__Testo selezionato__.
================================

Queste le tracce che vogliamo seguire nel presente capitolo: da una parte analizzeremo l’occhio nel cinema come organo del disvelamento del mondo (infatti nella stragrande maggioranza dei casi il film si percepisce innanzitutto con la vista), dall’altra però considereremo anche la natura sempre fragile di questa costruzione – che diviene chiara ogniqualvolta lo sguardo sembra provenire da un luogo anonimo e privo di personaggi. Lo sguardo allo specchio, centrale nel capitolo precedente, implicava già un preciso ordinamento spaziale e una struttura percettiva, entro i quali si producono i rapporti di raddoppiamento e scissione caratteristici della riflessione (e della riflessività). Con ciò si segnala anche il punto in cui l’azione non è piú esterna rispetto al corpo e al Sé dello spettatore (come simboleggiavano i nostri primi due modi d’essere della finestra e della porta), ma si trasforma in un’interiorizzazione e soggettivizzazione. Il Sé o Io diviene una parte inseparabile di ciò che vediamo, e la scena osservata non si svolge piú indipendentemente dall’osservatore. In questo capitolo, che si sviluppa all’insegna di occhio e sguardo, simili posizioni verranno per un verso perfezionate, e per l’altro sottoposte a una revisione, ovvero a un’ulteriore complicazione.

================================

__Dati forniti__.
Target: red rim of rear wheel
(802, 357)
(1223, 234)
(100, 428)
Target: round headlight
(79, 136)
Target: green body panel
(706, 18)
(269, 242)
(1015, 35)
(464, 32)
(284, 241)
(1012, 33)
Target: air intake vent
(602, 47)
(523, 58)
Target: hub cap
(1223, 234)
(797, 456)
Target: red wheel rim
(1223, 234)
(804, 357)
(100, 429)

================================

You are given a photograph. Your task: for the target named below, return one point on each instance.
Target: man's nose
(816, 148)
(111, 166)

================================

__Dettagli del compito__.
Secondo il testo selezionato, con quale senso si percepisce innanzitutto il film nella stragrande maggioranza dei casi?

__Risposta corretta__.
Con la vista.